▶ **Source extract**

-------------------------

# 120 qt. fillet table, bbq prep table/ ice chest



## trodery

Well, ol' Randall (Johnny Quest) inspired me to get off my duff and build something. I decided that I had too many things on my patio so I decided to buiildle a fillet table/bbq prep table combo in one item.

So here it is...120 quart ice chest/fillet table/ bbq prepartion table combination. It's not 100% finished but here are pics of how she looks so far.


----------



## ladyfish

cup holder - check
knife holder - check
kibble holder - check
hook for rag to wipe hands - check
looks perfect to me!


----------



## bill

very cool


----------



## trodery

ladyfish said:


> cup holder - check
> knife holder - check
> kibble holder - check
> hook for rag to wipe hands - check
> looks perfect to me!


Thank you very much!


----------



## Tortuga

By Gawd..you wuzn't kidding during yore visit here at noon today..You REALLY were gonna build it....and FAST !!!! 

You and Randall/JQ are something else.. Talk about 'git-er-done'...:tongue: 

Looks great, Trod...only improvement I think ya need is sumthin' a little more presentable than those two pieces of rope holding up the top...:smile: 

Nice work...and you might like to know Hiedi has been napping all day..You wore her OUT !!! .lol...she's on the couch right now just snoring away..

Enjoyed the visit..(both of us..lol)


----------



## trodery

Before I go to bed tomorrow I'll get er fisnished up and looking better. I would have finished it up tonight but one of my neighbors came by and wants me to get up at 0400 and go fishing with him....I figured I would quit early!


----------



## JOHNNY QUEST

Very nice Terry!!! I hope you catch some fish to put in it and try out the top for cleaning..

Only 1 problem tho... where is the mess.. I can't build anything without a mess..


----------



## Profish00

JOHNNY QUEST said:


> Only 1 problem tho... where is the mess.. I can't build anything without a mess..


1st 2nd and 3rd pic close to the bottom.

Terry Fill that sucker up with some bud lite and give me a call, looks great


----------



## bill

Got a question (thinking about making one LOL) 
How do you drain the water?


----------



## Tortuga

bill said:


> Got a question (thinking about making one LOL)
> *How do you drain the water?[/*QUOTE]
> 
> -----------------
> 
> LOL...Details , Bill...Details !!!!!!!
> 
> Hurry up, Trod...we all wanna see it finished.. You could turn out to be the new .."W.D...The Filet Table Man"....lol


----------



## trodery

bill said:


> Got a question (thinking about making one LOL)

-------------------------

▶ **Supplied entries**
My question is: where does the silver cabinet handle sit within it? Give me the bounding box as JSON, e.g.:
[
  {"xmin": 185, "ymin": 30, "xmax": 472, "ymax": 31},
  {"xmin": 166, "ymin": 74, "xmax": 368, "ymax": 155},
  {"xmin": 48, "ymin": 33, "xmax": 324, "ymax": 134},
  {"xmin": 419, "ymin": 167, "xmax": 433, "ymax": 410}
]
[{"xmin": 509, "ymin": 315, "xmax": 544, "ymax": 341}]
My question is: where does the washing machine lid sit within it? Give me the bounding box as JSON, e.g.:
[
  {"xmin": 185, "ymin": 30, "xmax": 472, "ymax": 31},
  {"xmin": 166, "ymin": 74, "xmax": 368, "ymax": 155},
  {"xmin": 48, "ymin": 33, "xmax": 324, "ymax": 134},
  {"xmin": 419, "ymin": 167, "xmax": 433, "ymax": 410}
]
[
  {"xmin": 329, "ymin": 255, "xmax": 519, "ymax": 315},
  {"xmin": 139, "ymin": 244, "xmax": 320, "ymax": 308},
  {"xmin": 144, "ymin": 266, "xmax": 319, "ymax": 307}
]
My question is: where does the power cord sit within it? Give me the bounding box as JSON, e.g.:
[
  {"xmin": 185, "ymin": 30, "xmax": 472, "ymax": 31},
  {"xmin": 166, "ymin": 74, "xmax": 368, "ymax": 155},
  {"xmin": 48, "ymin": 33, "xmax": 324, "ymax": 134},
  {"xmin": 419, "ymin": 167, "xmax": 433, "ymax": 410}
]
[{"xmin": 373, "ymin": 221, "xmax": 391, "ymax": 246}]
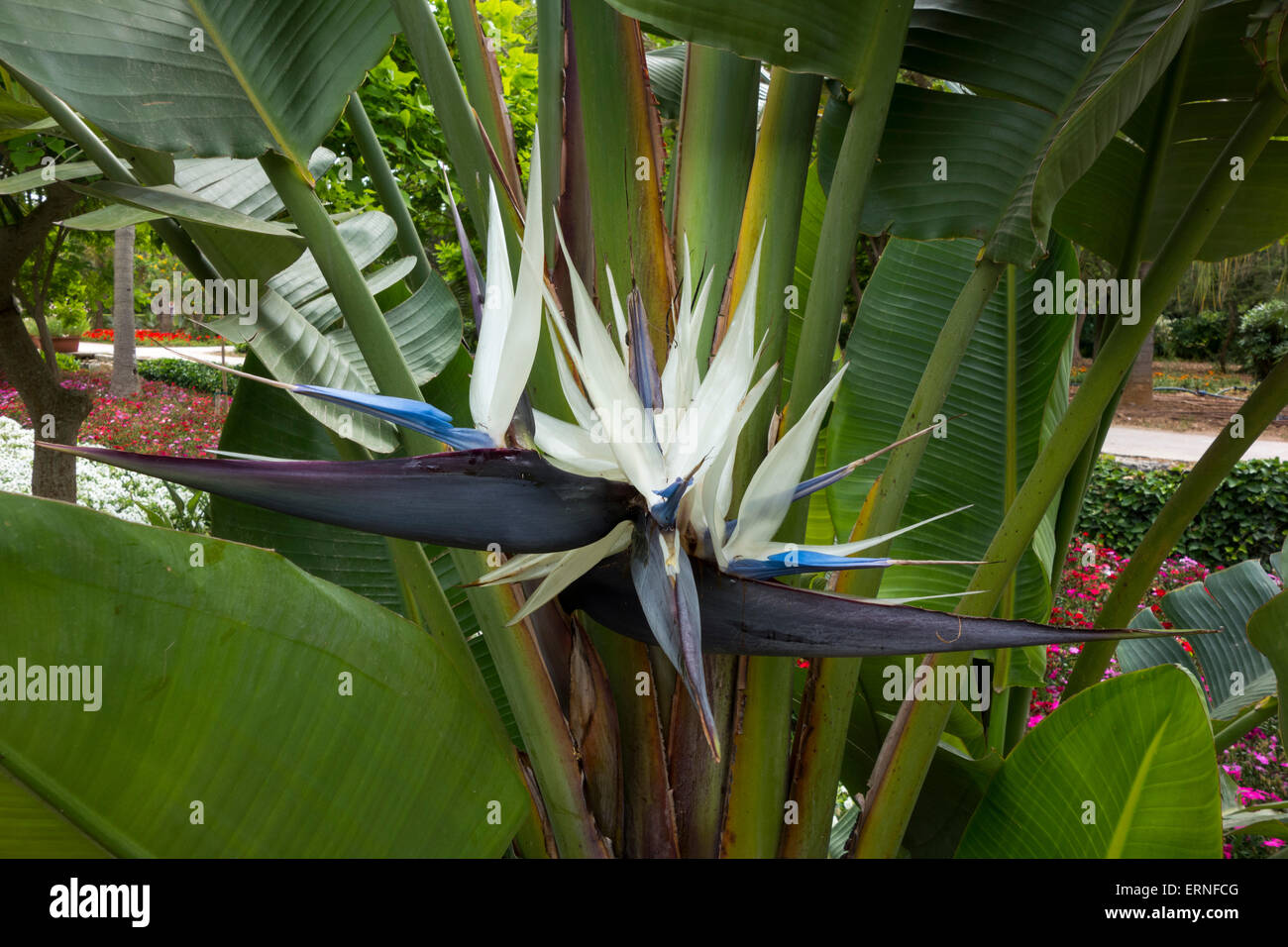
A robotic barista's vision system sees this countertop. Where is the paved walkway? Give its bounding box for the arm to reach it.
[78,340,246,368]
[1104,425,1288,463]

-------------------------

▶ **Problems to solve**
A - In the fillet table thread, at what time did trodery's neighbor want him to get up to go fishing?
B - Please quote the fillet table thread between "Looks great, Trod...only" and "visit..(both of us..lol)", inclusive.
C - Summarize the fillet table thread in two sentences.

▶ **Responses for each task**
A - 0400

B -
Looks great, Trod...only improvement I think ya need is sumthin' a little more presentable than those two pieces of rope holding up the top...:smile: 

Nice work...and you might like to know Hiedi has been napping all day..You wore her OUT !!! .lol...she's on the couch right now just snoring away..

Enjoyed the visit..(both of us..lol)

C - Inspired by Randall (Johnny Quest), trodery built a 120-quart ice chest that also works as a fillet table and a bbq prep table, and posted pictures before it was finished. Other members praised it, Tortuga suggested something more presentable than the two pieces of rope holding up the top, and bill asked how the water drains.